Source extract
******************************

Purpose: Animal models have identified the activation of corneal cold receptors as the noxious stimulus primarily responsible for tearing and could also be the potential stimulus for blinking. Previous studies have found that a faster tear breakup time is associated with an increased blink rate but there has been a lack of direct examination on how cooling of the ocular surface is linked to the blink process. In this study, we aim to determine if the ocular surface cooling (OSC) rate is associated with how long an individual can refrain from blinking.

Methods: Subjects were acclimated to the exam room for 10 minutes before measurements. They were asked to open their eyes and refrain from blinking for as long as they could, even if they experienced discomfort, while the ocular surface temperature (OST) was measured. Each measurement period was termed the maximum inter-blink period (MIBP). A total of ten measurements were taken with four successive blinks separating each period. OST was measured using an infrared thermographer (FLIR A655sc) and the OSC rate was analyzed using commercially available software.

Results: 17 subjects (11 females, 6 males) completed the study. The mean OSC rate in the study was .0470C/seconds (range: 0.0002-0.34770C/seconds) with a mean MIBP of 17.2 seconds (range: 1.1-90.5 seconds). Using a linear mixed effects model with a natural log-transformed MIBP, increased OSC rate was significantly related to a shorter MIBP (p<0.001). Based on the statistical model, it is estimated that an individual would be able to refrain from blinking for an additional 16.0 seconds if they had the minimum OSC rate found in the study (0.00020C/seconds) when compared to someone with the maximum OSC rate (0.34770C/seconds).

Conclusions: Our results show that the OSC rate was related to how long an individual could refrain from blinking, suggesting that OSC may be a potential stimulus for a blink.

******************************

Point localization data:
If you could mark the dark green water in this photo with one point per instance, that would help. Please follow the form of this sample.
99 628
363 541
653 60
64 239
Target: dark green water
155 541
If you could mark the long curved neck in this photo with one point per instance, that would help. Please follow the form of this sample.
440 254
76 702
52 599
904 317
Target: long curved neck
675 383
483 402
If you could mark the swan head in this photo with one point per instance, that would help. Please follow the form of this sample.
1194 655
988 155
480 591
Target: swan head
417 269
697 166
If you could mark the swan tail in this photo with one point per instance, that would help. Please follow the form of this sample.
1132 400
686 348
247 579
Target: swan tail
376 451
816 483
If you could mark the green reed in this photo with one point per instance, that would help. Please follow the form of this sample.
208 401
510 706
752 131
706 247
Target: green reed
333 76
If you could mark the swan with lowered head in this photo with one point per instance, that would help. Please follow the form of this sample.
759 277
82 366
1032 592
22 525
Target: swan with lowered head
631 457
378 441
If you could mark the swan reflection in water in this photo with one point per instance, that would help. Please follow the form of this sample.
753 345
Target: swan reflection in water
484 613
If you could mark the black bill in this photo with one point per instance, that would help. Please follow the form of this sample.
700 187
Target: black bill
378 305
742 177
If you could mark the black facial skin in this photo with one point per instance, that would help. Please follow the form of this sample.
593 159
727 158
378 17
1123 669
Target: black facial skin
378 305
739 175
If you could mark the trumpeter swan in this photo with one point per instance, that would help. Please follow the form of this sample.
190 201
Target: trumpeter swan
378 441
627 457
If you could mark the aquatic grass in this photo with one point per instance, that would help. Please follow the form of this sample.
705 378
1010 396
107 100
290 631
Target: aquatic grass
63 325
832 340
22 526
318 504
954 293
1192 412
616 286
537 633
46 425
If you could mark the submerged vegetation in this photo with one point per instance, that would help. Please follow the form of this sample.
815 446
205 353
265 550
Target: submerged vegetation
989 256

******************************

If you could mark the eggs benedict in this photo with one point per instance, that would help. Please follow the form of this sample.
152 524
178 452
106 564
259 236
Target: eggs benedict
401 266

******************************

In the abstract on ocular surface cooling and blinking, how long were subjects acclimated to the exam room before measurements?

Result
10 minutes.